**ASSIGNED TASK**
Among the records below, one line contains "Query: camouflage net on helmet"; copy that line and all that follow it, exactly as written.

BEGIN SOURCE INFORMATION

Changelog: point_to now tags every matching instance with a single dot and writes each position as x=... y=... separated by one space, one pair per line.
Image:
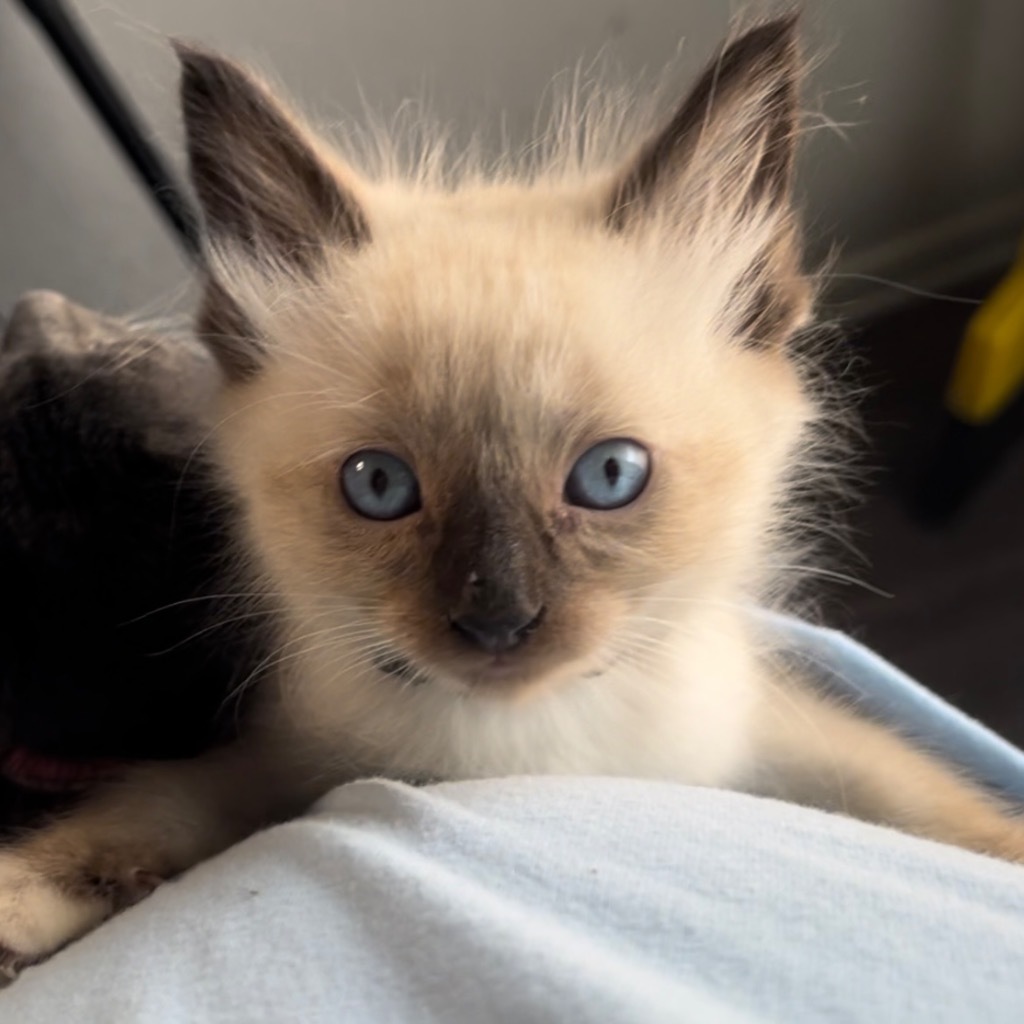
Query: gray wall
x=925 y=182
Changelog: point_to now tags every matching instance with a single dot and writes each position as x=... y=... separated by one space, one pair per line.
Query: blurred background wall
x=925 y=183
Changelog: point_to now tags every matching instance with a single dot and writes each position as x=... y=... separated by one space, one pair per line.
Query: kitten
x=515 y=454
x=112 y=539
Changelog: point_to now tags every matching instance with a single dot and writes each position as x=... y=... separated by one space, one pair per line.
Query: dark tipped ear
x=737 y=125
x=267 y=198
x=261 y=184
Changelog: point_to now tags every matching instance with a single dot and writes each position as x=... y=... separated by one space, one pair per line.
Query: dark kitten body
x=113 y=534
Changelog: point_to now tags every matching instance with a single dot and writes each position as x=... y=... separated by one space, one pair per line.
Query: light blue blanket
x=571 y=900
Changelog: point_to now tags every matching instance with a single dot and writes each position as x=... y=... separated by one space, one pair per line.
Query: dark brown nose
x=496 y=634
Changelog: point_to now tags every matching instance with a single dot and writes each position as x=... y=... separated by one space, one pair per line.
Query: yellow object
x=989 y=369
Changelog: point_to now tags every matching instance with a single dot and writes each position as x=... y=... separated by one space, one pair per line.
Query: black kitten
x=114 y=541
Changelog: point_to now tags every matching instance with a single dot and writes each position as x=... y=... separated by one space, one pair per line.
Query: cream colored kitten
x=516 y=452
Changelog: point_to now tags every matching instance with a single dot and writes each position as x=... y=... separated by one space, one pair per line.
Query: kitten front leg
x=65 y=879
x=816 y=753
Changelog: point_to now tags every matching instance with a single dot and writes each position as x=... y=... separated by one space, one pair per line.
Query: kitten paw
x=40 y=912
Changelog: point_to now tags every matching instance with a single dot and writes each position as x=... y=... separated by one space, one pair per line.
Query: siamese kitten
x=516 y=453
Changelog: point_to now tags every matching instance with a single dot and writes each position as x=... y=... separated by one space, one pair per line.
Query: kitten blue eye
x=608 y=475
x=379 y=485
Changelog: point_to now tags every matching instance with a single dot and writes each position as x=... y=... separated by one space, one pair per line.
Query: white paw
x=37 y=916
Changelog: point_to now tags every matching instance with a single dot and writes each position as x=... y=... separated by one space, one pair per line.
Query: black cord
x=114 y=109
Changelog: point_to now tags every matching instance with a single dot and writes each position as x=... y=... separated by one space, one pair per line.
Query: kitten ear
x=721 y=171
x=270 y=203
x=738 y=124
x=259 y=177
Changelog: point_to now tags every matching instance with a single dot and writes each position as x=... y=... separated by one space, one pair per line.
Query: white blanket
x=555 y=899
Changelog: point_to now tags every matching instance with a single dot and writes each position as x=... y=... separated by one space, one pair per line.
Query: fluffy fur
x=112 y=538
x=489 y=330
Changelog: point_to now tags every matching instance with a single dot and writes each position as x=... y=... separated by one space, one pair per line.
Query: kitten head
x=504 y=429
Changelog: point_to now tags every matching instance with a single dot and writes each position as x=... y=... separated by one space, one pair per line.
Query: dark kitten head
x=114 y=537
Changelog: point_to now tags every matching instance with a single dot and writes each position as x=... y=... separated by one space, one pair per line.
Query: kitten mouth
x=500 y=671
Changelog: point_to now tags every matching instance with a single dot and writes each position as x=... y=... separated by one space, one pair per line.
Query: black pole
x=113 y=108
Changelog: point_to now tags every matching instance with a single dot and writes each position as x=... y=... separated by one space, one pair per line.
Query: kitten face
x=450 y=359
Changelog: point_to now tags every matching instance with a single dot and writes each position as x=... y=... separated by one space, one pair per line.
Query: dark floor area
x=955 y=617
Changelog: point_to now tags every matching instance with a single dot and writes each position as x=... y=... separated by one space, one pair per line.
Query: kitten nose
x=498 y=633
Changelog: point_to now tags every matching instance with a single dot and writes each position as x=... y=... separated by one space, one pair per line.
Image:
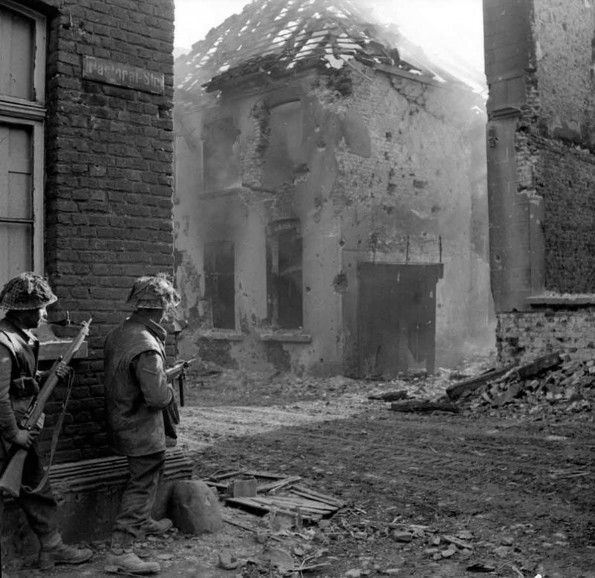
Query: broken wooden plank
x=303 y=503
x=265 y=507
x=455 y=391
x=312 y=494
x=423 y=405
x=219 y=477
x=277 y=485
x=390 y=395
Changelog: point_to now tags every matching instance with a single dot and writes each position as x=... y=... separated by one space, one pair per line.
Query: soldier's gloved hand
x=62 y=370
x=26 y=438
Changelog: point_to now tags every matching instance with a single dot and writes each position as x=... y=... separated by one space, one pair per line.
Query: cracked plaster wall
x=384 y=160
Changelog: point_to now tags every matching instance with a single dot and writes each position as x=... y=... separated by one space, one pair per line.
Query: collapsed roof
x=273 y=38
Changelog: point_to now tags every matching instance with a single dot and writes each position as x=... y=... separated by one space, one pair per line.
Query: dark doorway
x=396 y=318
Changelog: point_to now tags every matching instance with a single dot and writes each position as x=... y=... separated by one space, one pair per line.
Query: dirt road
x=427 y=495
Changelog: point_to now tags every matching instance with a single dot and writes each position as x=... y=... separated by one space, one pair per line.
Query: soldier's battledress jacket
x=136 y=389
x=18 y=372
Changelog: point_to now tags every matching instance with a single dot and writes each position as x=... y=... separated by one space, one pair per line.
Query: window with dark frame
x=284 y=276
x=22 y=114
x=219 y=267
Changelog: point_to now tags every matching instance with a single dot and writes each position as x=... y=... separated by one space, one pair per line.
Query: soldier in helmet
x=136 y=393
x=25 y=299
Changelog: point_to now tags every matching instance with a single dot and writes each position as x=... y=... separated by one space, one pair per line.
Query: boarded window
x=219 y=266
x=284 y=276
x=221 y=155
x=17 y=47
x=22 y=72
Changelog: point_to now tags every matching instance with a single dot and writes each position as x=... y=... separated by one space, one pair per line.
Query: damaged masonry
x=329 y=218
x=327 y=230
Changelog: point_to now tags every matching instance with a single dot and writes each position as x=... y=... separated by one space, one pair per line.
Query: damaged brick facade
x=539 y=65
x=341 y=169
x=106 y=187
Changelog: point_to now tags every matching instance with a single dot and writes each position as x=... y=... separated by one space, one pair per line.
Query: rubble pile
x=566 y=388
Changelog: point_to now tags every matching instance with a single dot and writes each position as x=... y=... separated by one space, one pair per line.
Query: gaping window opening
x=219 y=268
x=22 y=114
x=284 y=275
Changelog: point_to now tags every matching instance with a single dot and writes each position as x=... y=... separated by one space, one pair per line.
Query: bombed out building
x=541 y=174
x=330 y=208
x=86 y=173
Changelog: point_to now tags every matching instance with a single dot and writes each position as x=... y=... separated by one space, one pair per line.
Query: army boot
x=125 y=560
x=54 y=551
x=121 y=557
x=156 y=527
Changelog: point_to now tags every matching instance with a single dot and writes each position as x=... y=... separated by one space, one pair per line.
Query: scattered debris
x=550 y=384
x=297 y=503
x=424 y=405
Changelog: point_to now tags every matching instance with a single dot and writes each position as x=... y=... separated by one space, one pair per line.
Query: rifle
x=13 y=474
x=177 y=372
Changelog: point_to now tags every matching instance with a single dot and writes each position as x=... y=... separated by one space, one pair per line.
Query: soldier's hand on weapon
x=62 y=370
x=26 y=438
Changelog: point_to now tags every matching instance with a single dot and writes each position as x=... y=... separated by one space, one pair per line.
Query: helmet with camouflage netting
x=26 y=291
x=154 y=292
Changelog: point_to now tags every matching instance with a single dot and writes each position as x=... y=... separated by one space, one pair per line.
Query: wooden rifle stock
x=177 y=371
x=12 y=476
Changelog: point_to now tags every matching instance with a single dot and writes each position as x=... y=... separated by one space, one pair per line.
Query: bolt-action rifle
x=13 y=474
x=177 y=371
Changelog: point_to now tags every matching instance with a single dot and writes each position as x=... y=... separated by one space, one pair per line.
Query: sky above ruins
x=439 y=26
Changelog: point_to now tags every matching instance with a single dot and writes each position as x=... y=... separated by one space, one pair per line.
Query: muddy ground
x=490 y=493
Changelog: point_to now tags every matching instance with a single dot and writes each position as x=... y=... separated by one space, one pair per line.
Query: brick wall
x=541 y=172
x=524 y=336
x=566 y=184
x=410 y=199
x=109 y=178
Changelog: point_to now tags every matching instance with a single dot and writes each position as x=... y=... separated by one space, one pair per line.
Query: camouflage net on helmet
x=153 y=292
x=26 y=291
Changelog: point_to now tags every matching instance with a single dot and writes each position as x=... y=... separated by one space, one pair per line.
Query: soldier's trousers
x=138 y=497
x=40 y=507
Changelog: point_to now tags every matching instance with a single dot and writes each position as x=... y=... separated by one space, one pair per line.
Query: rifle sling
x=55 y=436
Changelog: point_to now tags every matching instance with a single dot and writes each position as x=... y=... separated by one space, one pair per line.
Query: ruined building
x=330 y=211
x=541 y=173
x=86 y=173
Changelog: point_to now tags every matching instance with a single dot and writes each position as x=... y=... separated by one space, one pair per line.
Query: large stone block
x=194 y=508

END SOURCE INFORMATION

**ANSWER FOR THIS EXERCISE**
Query: camouflage net on helmet
x=153 y=292
x=26 y=291
Changelog: point_to now tags every matching instance with a single dot and writes each position as x=... y=... separated by one space, one pair per line.
Query: soldier's trousers
x=138 y=497
x=40 y=507
Changelog: point_to now tags every matching instance with a single dot and writes each position as x=... y=... separated by one space, one pair per line.
Query: rifle sling
x=55 y=436
Changelog: point_to now tags every matching instance with a single dot and writes each position as x=... y=... separated by one space, one pair per line.
Query: ruined building
x=330 y=211
x=541 y=173
x=86 y=173
Changelog: point_to now tags every matching instance with a single dot and writes each position as x=... y=... separated by one space, one pair per line.
Query: large stone block
x=194 y=508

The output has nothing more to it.